**WORK TO COMPLETE:** Copy every line of the material below word for word.

#### DATA SHOWN ####

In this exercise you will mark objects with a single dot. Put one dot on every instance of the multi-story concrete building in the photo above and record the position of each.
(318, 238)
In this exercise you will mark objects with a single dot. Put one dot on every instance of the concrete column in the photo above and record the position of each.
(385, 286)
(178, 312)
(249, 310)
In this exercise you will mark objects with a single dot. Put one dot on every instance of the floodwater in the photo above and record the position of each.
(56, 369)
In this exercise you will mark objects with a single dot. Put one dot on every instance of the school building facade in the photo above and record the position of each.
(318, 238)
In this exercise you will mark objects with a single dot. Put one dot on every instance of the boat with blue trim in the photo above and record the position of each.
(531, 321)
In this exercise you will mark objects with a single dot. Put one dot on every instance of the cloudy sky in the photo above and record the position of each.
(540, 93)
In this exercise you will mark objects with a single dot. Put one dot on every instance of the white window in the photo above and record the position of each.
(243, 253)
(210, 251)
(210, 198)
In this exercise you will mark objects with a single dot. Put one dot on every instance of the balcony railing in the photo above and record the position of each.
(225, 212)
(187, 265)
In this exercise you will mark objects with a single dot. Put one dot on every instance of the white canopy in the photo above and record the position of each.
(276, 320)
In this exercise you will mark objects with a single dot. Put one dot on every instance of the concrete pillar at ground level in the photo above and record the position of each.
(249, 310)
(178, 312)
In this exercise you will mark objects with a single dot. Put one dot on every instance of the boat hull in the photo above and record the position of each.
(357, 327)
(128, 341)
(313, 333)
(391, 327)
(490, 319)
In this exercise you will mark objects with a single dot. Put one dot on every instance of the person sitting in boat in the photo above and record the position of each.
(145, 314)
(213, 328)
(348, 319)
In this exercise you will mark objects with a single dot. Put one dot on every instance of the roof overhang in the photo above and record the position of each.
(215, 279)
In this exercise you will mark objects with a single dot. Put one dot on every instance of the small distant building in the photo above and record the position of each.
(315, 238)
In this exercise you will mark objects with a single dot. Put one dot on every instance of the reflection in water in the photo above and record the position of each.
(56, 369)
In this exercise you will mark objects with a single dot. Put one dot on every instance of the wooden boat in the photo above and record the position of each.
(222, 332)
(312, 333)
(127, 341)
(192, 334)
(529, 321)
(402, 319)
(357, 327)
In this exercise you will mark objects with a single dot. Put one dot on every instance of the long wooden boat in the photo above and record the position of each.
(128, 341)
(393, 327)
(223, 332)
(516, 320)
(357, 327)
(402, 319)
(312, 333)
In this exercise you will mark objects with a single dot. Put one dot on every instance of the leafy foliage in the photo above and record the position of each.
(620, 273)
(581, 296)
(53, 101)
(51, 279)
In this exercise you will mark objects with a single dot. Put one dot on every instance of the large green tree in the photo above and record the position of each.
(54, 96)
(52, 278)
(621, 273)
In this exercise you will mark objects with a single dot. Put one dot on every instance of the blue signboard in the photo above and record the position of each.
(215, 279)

####

**ANSWER:**
In this exercise you will mark objects with a single dot. Put one dot on every instance of the multi-story concrete building in the photo above and record the position of each.
(318, 238)
In this exercise you will mark objects with a single dot. Put one dot on every instance of the concrete column in the photo above and record the position of each.
(385, 286)
(178, 312)
(249, 310)
In this exercise you will mark objects with a single dot. Put one dot on every instance of the floodwater in the photo above and record the position of each.
(56, 369)
In this exercise you will mark objects with a single dot. Put one dot on every instance of the school building facade in the photo above and record the position of each.
(318, 238)
In this exercise you will mark objects with a single dot. Put one dot on every instance of the boat with blue trim in the photo above and record the position of each.
(531, 321)
In this exercise you will mark objects with a single dot. Put one dot on every instance of the cloudy sky in the photo above and record the position of each.
(540, 93)
In this exercise you will mark objects with a single dot. Put one dot on every instance of the white window in the photo above and record the position of each.
(243, 253)
(210, 251)
(210, 198)
In this exercise you will mark objects with a single dot. Put one dot on every instance of the balcony railing in the photo above and record the position of each.
(225, 212)
(187, 265)
In this exercise you will mark objects with a single dot. Put one dot on every instance of the white canopy in the photo above and record the position of each.
(276, 320)
In this exercise you will mark objects with a single dot. Put one dot on every instance of the concrete pillar at ground level in the photo above and record the position of each.
(249, 310)
(178, 312)
In this exercise you will mark objects with a single dot. Put one dot on every instance of the boat hull in the photo above and record the position of each.
(357, 327)
(128, 341)
(313, 333)
(391, 327)
(490, 319)
In this exercise you will mark objects with a single dot. Put one dot on every instance of the person sitting in boat in the photo above and record the position of each.
(145, 314)
(213, 328)
(348, 319)
In this exercise you will mark objects with a single dot. Put one dot on every instance of the roof overhang in the photo above and record the position of each.
(215, 279)
In this exercise you will mark objects with a single dot. Put one dot on every instance of the small distant building in the photo above and record the position of each.
(315, 238)
In this exercise you will mark objects with a single dot. Put one dot on every instance of the reflection in water in the photo above and record the position of each.
(56, 369)
In this exercise you will mark objects with a single dot. Put one dot on every instance of the wooden boat in the photo above and record the position of each.
(222, 332)
(312, 333)
(127, 341)
(192, 334)
(529, 321)
(402, 319)
(357, 327)
In this exercise you will mark objects with a single dot. Put one dot on every instance of the long wooden boat in the photo above and record the position of each.
(128, 341)
(393, 327)
(223, 332)
(516, 320)
(357, 327)
(402, 319)
(312, 333)
In this exercise you will mark objects with a single dot. Put one dot on every instance of the leafy foliage in the photo above and record the position of each.
(620, 273)
(581, 296)
(53, 101)
(51, 279)
In this exercise you will mark objects with a single dot. Put one dot on every instance of the large green tree in the photo above and record the position of each.
(54, 96)
(52, 278)
(621, 273)
In this exercise you will mark objects with a single dot. Put one dot on every instance of the blue signboard in the photo above and record the position of each.
(215, 279)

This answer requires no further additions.